───── Data for analysis ─────

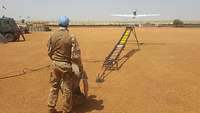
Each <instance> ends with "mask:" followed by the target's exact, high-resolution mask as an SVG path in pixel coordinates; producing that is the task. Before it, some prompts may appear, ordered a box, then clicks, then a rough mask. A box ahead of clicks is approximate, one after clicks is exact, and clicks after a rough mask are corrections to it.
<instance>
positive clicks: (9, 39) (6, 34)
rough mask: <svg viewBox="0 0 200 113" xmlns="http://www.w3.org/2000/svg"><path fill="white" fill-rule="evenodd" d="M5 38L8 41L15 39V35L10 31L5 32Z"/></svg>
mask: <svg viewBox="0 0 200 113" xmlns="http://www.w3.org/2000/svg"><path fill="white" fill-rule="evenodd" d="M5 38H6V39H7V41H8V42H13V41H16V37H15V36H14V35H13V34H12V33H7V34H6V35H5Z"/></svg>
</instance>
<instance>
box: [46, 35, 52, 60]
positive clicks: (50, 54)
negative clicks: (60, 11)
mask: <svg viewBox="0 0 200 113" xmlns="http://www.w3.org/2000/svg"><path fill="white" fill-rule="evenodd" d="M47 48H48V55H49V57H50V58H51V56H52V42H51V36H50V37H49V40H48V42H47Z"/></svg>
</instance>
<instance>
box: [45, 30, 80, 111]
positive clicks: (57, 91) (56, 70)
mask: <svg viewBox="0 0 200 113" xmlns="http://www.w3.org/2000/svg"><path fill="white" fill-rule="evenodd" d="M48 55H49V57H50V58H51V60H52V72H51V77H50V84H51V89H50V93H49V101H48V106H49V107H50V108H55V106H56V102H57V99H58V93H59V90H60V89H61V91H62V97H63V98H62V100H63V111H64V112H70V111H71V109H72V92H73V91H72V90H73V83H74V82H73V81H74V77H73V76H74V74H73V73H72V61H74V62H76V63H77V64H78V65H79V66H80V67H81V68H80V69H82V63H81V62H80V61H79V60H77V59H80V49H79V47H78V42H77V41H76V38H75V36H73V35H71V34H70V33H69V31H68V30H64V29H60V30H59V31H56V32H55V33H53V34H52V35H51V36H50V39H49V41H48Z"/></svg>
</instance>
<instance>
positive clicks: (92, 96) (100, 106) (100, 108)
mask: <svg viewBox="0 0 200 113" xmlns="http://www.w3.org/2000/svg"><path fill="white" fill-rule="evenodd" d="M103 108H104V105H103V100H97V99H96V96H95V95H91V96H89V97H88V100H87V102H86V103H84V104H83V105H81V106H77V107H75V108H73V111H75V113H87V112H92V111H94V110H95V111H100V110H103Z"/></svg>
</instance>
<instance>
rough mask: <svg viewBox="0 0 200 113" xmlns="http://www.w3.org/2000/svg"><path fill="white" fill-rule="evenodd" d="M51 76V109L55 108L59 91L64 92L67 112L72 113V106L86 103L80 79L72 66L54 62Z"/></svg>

─────

# Instructions for the task
Repeat the records above exactly, leaving out the pictures.

# Task result
Each <instance> ends with "mask:" followed by the target's exact, high-resolution mask as an SVG path in pixel coordinates; producing that is the task. Before it, some prompts may appear, ordered a box, then clicks, then a rough mask. A box ahead of clicks is approximate, one after clicks is exact, and clicks after a rough mask are corrections to it.
<instance>
positive clicks: (9, 39) (6, 34)
rough mask: <svg viewBox="0 0 200 113" xmlns="http://www.w3.org/2000/svg"><path fill="white" fill-rule="evenodd" d="M5 38L8 41L15 39V35L10 31L5 32Z"/></svg>
mask: <svg viewBox="0 0 200 113" xmlns="http://www.w3.org/2000/svg"><path fill="white" fill-rule="evenodd" d="M5 38H6V39H7V41H8V42H13V41H16V37H15V36H14V35H13V34H12V33H7V34H6V35H5Z"/></svg>
</instance>
<instance>
box: [46, 35, 52, 60]
positive clicks: (50, 54)
negative clicks: (60, 11)
mask: <svg viewBox="0 0 200 113" xmlns="http://www.w3.org/2000/svg"><path fill="white" fill-rule="evenodd" d="M47 48H48V55H49V57H50V58H51V56H52V42H51V36H50V37H49V40H48V42H47Z"/></svg>
</instance>
<instance>
box: [45, 30, 80, 111]
positive clicks: (57, 91) (56, 70)
mask: <svg viewBox="0 0 200 113" xmlns="http://www.w3.org/2000/svg"><path fill="white" fill-rule="evenodd" d="M48 55H49V57H50V58H51V60H52V72H51V77H50V84H51V89H50V93H49V101H48V106H49V107H50V108H55V106H56V102H57V99H58V93H59V90H60V89H61V91H62V97H63V98H62V100H63V111H64V112H70V111H71V109H72V92H73V91H72V90H73V83H74V82H73V81H74V77H73V76H74V74H73V73H72V61H74V62H76V63H77V64H78V65H79V66H80V67H81V68H80V69H82V63H81V62H80V61H79V60H77V59H80V49H79V47H78V42H77V41H76V38H75V36H73V35H71V34H70V33H69V31H68V30H64V29H60V30H59V31H56V32H55V33H53V34H52V35H51V36H50V39H49V41H48Z"/></svg>
</instance>
<instance>
positive clicks: (92, 96) (100, 106) (100, 108)
mask: <svg viewBox="0 0 200 113" xmlns="http://www.w3.org/2000/svg"><path fill="white" fill-rule="evenodd" d="M103 108H104V105H103V100H97V99H96V96H95V95H91V96H89V97H88V100H87V102H86V103H84V104H83V105H81V106H77V107H75V108H73V111H75V113H87V112H92V111H94V110H95V111H100V110H103Z"/></svg>
</instance>
<instance>
rough mask: <svg viewBox="0 0 200 113" xmlns="http://www.w3.org/2000/svg"><path fill="white" fill-rule="evenodd" d="M51 76V109L55 108L59 91L64 92L67 112L72 113V106L86 103L80 79L72 66L54 62Z"/></svg>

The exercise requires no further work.